• _What you have to do_
Return the lines below word for word, without the pictures.

• _Exercise material_
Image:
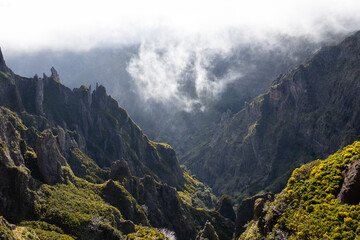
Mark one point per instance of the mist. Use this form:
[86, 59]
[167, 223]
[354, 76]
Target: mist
[176, 66]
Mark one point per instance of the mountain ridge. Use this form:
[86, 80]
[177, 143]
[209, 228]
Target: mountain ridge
[287, 126]
[74, 161]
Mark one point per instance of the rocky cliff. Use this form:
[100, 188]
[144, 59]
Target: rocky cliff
[75, 166]
[307, 113]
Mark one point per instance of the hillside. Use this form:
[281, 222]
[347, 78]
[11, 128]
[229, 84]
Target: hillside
[320, 201]
[307, 113]
[75, 166]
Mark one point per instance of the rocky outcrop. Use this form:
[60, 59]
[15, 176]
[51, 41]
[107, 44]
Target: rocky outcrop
[3, 67]
[225, 208]
[99, 127]
[208, 233]
[52, 166]
[120, 170]
[248, 209]
[349, 192]
[307, 113]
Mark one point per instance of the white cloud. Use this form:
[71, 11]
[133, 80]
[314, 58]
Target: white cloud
[178, 39]
[31, 25]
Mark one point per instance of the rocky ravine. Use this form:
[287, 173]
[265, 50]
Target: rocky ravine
[74, 165]
[308, 113]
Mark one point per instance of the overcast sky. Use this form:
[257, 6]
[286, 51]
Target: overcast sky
[83, 24]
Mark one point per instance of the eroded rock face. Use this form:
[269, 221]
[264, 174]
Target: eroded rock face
[208, 233]
[308, 113]
[350, 189]
[248, 209]
[52, 165]
[225, 207]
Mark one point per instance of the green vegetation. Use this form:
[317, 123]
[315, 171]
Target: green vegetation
[196, 193]
[86, 168]
[310, 209]
[75, 208]
[144, 233]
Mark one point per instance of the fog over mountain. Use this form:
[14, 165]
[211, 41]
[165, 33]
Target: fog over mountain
[176, 67]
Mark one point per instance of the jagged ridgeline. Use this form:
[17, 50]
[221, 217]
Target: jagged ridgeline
[73, 165]
[308, 113]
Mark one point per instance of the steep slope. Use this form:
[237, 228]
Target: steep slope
[74, 165]
[318, 202]
[102, 129]
[308, 113]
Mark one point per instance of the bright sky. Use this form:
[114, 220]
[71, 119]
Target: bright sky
[82, 24]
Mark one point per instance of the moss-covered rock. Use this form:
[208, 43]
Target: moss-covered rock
[308, 207]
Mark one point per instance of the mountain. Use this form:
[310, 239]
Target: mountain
[255, 64]
[307, 113]
[320, 201]
[74, 165]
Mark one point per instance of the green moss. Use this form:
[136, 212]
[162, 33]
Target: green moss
[313, 211]
[196, 193]
[144, 233]
[86, 168]
[30, 154]
[73, 207]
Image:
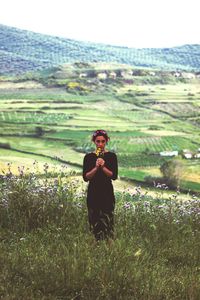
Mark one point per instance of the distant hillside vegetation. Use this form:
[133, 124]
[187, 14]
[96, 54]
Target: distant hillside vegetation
[22, 51]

• _Result_
Image:
Mark one point per instance of the mist. Use this form:
[86, 59]
[167, 223]
[354, 76]
Target: mist
[176, 66]
Mark one point per instance of the mountain ridge. Use this form:
[86, 80]
[177, 143]
[209, 228]
Target: mountain ridge
[287, 126]
[74, 161]
Mark one point per instance of the rocky cliff. Use this form:
[100, 188]
[144, 59]
Target: rocky cliff
[75, 166]
[307, 113]
Mark one point per instance of the hillside. Use this form:
[281, 222]
[347, 78]
[11, 128]
[229, 84]
Target: hillside
[320, 201]
[307, 113]
[75, 166]
Mark one point per instance of the rocky outcrop. Use this form:
[60, 59]
[15, 176]
[51, 41]
[107, 44]
Target: rocky outcrop
[3, 67]
[225, 208]
[99, 127]
[208, 233]
[52, 166]
[120, 170]
[248, 209]
[349, 192]
[307, 113]
Mark one point per instance of the white cloud. Use this form:
[71, 11]
[133, 80]
[314, 58]
Target: white cloud
[178, 39]
[31, 25]
Mark one point per instance of the rocky ravine. Use this form:
[287, 173]
[265, 50]
Target: rocky ravine
[74, 165]
[308, 113]
Mark one point per instance of the overcast sky. Use this form:
[257, 6]
[286, 51]
Target: overcast sky
[83, 24]
Mark one point per instance of the eroded rock face. Use this form:
[269, 221]
[264, 174]
Target: eroded rock face
[208, 233]
[308, 113]
[350, 189]
[248, 209]
[52, 165]
[225, 207]
Mark one point per instance of the green vegetation. Use this form:
[317, 123]
[315, 171]
Target: green vegetation
[196, 193]
[86, 168]
[310, 209]
[75, 208]
[144, 233]
Mark one point per instance of the fog over mountain. Use this form:
[14, 165]
[211, 41]
[165, 33]
Target: fog over mountain
[176, 67]
Mark one point per instance of the jagged ridgeline. Use this form:
[17, 50]
[221, 217]
Target: jagged ridgeline
[73, 165]
[308, 113]
Mark one point per instance of the steep slope. Use this form:
[237, 228]
Target: steep slope
[74, 165]
[318, 202]
[102, 129]
[308, 113]
Mark one point per instance of the bright sky. Use this form:
[114, 220]
[71, 119]
Target: bright sky
[82, 24]
Mark one point per instance of the moss-covered rock. Use this form:
[208, 43]
Target: moss-covered rock
[308, 207]
Mark one point per instance of the mountain. Use this form:
[310, 239]
Target: mountain
[255, 64]
[307, 113]
[320, 201]
[74, 165]
Mark one point per instance of the green moss. Use this form:
[136, 212]
[162, 33]
Target: green moss
[313, 211]
[196, 193]
[144, 233]
[86, 168]
[30, 154]
[73, 207]
Image:
Mark one point per instance of the distant hillside vegetation. Use this form:
[133, 124]
[187, 14]
[96, 54]
Target: distant hillside vegetation
[22, 51]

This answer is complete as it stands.